>> BEGIN ARTICLE

Topic 4: READING PHOTOGRAPHS

Concerning the reading of photographs.

Photographs are texts which can be read rather than devices for communication(1).  Do you feel uneasy with the idea of reading a photograph?  Reading takes time and focus; mental exertion.  Images flash before us.  Present themselves in whole.  We perceive them, not read them.

I have often played a little game.  Go to a gallery alone.  Spend time looking at a work.  Often this will be selected because I enjoy this work or wish to learn something about it, but sometimes I select a work that has not endeared itself to me or has been written off due to my taste or lack of context.  I spend time breaking down the work.  Looking and thinking simultaneously.  Scanning the details and allowing the connections and meanings to reveal themselves.  I stand close.  I stand far away.  I challenge myself to ‘see’ everything.  To experience the work in its entirety.  Like staying to the end of a film.

>> END ARTICLE

» **STATED EXERCISE A**
In the essay on reading photographs, what is experiencing a work in its entirety likened to?

>> BEGIN DATA SHOWN

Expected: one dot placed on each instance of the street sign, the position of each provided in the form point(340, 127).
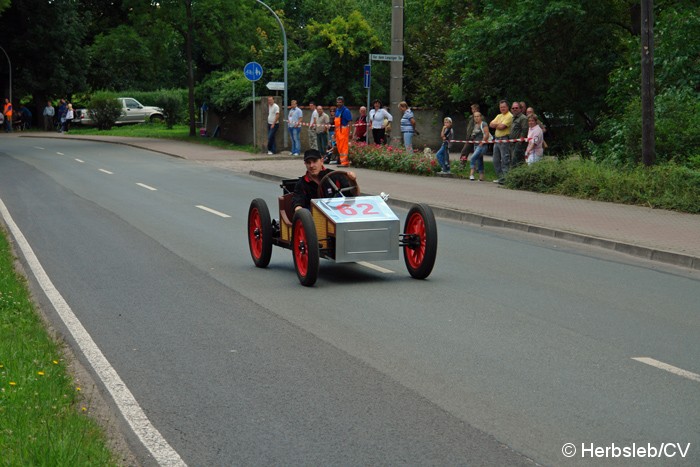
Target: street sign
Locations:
point(253, 71)
point(386, 58)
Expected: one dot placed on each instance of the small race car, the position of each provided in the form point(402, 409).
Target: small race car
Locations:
point(344, 228)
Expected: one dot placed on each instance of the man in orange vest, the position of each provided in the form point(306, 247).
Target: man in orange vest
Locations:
point(7, 112)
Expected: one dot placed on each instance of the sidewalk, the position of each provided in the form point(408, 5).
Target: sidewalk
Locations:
point(664, 236)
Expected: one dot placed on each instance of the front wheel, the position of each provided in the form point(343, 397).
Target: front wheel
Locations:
point(259, 233)
point(305, 247)
point(420, 241)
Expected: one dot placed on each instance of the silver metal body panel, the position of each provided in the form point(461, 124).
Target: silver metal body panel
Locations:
point(366, 229)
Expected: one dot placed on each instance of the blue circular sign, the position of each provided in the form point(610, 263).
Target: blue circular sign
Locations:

>> END DATA SHOWN

» **STATED EXERCISE B**
Report every line of the listing that contains the string "each", treating uppercase and lowercase letters as different.

» **CORRECT RESULT A**
Staying to the end of a film.

» **CORRECT RESULT B**
Expected: one dot placed on each instance of the street sign, the position of each provided in the form point(340, 127).
Expected: one dot placed on each instance of the small race car, the position of each provided in the form point(402, 409).
Expected: one dot placed on each instance of the man in orange vest, the position of each provided in the form point(306, 247).
Expected: one dot placed on each instance of the sidewalk, the position of each provided in the form point(408, 5).
Expected: one dot placed on each instance of the front wheel, the position of each provided in the form point(343, 397).
Expected: one dot placed on each instance of the silver metal body panel, the position of each provided in the form point(461, 124).
Expected: one dot placed on each instance of the blue circular sign, the position of each provided in the form point(610, 263).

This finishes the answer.